Exercise instructions:
Count, in the entries, the lines with "ladybug". Answer with the number only.

Excerpted records:
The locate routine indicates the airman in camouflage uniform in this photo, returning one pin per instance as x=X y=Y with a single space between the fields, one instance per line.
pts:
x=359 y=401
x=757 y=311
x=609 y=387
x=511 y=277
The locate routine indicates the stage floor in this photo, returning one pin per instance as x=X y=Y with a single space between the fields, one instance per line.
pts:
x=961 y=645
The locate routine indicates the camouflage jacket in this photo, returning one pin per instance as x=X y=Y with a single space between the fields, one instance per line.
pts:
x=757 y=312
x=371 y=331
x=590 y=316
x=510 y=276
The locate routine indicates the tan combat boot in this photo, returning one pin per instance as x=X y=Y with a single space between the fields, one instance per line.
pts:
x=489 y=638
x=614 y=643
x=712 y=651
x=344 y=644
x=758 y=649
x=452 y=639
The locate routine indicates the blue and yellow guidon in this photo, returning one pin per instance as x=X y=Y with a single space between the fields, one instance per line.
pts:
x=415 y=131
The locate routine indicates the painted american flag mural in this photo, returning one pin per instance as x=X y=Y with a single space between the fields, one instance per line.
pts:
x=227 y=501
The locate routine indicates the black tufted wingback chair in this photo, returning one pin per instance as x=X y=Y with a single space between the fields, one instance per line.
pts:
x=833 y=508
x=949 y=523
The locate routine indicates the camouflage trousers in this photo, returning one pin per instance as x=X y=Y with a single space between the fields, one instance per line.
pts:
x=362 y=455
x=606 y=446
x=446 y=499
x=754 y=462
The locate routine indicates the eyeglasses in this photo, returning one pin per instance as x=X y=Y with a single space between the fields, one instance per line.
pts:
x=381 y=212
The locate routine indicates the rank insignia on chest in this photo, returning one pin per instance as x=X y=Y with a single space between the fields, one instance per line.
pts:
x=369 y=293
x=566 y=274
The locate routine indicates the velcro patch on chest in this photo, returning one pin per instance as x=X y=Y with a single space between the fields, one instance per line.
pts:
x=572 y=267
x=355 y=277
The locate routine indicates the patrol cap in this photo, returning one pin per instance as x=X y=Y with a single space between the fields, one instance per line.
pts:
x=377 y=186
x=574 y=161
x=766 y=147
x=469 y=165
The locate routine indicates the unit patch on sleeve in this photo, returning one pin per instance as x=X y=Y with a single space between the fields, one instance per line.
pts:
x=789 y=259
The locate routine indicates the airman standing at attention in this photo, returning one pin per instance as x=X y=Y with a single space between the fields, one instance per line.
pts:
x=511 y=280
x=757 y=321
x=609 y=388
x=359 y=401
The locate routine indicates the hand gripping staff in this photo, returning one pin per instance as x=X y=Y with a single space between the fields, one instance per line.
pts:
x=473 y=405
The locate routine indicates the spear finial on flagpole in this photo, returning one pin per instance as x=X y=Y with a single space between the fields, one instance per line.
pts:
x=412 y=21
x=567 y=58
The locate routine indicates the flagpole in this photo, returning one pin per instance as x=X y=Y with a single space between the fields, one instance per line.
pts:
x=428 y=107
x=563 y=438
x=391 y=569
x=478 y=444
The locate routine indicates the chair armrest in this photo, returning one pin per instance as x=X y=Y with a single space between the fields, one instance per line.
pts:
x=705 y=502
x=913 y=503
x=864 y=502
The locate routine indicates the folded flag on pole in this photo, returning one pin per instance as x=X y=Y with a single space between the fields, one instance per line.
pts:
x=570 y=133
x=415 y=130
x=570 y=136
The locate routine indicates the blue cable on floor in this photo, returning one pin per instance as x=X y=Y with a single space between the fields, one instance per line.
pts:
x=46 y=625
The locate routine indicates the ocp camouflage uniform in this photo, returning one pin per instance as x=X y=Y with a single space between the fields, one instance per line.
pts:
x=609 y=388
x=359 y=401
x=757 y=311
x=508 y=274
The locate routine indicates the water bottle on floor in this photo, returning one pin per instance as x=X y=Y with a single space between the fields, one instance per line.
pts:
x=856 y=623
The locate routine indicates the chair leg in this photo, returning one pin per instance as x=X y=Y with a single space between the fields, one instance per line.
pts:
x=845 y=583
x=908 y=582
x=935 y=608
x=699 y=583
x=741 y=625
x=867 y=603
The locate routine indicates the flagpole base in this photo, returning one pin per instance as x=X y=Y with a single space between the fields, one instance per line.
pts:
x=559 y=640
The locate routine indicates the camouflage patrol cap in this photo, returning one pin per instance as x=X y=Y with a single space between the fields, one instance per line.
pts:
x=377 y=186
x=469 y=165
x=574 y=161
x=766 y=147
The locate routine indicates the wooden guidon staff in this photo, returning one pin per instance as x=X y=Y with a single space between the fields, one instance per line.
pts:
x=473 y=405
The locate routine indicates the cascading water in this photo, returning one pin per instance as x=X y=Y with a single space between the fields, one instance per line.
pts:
* * *
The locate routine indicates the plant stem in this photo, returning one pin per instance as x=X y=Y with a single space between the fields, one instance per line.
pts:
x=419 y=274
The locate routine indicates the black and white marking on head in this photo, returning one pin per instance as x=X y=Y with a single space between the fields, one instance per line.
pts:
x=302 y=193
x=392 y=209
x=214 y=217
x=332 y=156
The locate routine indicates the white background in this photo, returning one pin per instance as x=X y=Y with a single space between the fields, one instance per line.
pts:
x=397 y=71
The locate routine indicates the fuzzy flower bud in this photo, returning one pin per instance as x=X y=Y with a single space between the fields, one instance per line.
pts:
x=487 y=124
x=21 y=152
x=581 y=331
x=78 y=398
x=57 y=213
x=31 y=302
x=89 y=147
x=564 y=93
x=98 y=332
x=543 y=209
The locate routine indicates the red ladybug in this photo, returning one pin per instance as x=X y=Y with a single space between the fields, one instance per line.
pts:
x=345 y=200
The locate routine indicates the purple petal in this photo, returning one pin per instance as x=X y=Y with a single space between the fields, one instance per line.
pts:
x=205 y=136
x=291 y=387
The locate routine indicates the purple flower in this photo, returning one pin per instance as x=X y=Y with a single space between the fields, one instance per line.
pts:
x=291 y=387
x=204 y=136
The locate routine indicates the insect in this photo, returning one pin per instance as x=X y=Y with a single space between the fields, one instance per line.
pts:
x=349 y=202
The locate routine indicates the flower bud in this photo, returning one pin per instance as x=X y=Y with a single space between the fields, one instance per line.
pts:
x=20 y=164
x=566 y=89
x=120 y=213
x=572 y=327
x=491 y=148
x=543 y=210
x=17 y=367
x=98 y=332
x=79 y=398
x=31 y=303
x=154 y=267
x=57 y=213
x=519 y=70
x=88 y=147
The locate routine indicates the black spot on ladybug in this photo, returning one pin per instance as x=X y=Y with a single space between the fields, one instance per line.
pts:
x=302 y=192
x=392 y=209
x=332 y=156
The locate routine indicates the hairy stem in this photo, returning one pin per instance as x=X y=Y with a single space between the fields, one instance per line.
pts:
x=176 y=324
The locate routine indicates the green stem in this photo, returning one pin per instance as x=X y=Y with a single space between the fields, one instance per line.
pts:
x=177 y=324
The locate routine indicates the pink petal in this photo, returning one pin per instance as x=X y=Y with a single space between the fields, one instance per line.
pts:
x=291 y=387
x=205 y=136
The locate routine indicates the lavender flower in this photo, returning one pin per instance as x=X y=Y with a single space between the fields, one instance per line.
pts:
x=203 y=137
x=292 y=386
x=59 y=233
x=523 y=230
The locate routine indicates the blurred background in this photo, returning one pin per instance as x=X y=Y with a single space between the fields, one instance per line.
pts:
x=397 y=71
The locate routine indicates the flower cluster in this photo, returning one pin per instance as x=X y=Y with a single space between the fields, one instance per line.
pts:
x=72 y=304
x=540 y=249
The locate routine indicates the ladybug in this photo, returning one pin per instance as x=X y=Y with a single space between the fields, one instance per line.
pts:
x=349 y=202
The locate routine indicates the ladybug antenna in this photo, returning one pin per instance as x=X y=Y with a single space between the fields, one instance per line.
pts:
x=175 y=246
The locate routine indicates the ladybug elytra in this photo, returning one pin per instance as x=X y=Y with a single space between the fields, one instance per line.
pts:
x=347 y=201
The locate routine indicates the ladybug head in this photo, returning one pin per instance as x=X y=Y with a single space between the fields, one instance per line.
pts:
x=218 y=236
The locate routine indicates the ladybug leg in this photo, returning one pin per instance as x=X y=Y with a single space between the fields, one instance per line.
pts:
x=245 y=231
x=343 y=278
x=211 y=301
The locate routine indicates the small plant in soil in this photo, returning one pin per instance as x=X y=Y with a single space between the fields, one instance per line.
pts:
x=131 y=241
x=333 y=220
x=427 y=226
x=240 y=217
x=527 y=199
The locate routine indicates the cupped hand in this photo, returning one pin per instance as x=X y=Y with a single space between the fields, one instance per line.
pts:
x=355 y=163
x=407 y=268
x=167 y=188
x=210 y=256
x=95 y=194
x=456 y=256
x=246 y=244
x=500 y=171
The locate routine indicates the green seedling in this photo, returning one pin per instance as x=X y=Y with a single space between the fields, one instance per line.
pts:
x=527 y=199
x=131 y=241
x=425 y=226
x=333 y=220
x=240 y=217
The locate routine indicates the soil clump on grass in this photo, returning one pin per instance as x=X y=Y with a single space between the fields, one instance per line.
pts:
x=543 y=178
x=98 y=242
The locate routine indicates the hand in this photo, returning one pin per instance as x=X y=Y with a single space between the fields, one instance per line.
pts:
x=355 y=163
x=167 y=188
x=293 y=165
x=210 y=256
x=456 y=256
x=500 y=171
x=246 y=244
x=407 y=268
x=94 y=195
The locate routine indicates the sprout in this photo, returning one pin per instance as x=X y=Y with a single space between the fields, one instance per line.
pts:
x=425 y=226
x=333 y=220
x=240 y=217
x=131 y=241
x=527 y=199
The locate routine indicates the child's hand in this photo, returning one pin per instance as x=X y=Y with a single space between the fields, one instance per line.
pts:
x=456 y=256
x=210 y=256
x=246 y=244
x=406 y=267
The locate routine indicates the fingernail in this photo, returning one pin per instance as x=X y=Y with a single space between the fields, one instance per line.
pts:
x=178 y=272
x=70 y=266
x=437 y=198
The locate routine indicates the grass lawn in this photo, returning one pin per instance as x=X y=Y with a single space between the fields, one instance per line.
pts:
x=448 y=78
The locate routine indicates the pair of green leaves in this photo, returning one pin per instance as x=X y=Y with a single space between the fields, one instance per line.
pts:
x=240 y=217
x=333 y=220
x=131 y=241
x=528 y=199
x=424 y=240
--
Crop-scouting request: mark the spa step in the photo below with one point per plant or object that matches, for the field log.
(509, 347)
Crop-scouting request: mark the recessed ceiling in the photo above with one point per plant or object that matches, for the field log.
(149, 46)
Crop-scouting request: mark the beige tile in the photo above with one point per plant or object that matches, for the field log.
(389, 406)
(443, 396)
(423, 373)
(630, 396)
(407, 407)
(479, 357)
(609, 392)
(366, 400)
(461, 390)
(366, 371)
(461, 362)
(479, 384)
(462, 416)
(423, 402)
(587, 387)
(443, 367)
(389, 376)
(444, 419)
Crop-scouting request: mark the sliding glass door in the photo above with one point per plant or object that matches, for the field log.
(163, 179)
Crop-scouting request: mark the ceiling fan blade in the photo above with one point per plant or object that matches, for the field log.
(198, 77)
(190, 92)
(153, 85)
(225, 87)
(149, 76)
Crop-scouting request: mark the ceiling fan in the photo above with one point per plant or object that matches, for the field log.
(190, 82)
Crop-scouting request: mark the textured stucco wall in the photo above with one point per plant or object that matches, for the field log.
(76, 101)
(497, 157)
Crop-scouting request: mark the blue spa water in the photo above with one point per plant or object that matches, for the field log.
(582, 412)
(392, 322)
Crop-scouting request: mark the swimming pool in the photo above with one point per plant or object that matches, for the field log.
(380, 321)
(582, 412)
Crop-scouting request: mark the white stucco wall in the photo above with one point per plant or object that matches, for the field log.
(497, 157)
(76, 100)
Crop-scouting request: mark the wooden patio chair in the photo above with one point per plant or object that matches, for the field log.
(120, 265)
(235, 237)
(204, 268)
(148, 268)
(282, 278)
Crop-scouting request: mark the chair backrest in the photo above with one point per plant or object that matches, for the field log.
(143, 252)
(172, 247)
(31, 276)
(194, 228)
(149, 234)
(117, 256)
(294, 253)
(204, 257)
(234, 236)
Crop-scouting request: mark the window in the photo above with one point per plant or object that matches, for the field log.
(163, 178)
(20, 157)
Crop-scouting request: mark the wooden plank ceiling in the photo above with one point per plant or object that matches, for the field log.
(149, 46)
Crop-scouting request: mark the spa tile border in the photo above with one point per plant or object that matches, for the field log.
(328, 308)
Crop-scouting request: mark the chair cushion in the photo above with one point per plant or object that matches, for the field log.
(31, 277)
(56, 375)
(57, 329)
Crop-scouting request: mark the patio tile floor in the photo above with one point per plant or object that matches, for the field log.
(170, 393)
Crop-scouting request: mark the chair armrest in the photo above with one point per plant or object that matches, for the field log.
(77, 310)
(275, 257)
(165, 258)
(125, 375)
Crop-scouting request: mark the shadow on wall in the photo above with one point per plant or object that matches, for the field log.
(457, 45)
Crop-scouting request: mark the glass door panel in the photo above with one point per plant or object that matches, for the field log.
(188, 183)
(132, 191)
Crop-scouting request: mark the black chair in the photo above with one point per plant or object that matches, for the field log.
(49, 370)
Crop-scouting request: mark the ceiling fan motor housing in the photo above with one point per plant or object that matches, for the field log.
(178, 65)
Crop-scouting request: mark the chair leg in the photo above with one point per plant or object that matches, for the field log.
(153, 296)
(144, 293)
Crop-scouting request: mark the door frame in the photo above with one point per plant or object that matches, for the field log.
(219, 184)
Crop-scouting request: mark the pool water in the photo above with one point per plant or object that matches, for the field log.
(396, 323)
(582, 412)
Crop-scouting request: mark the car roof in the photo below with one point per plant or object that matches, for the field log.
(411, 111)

Solved problem:
7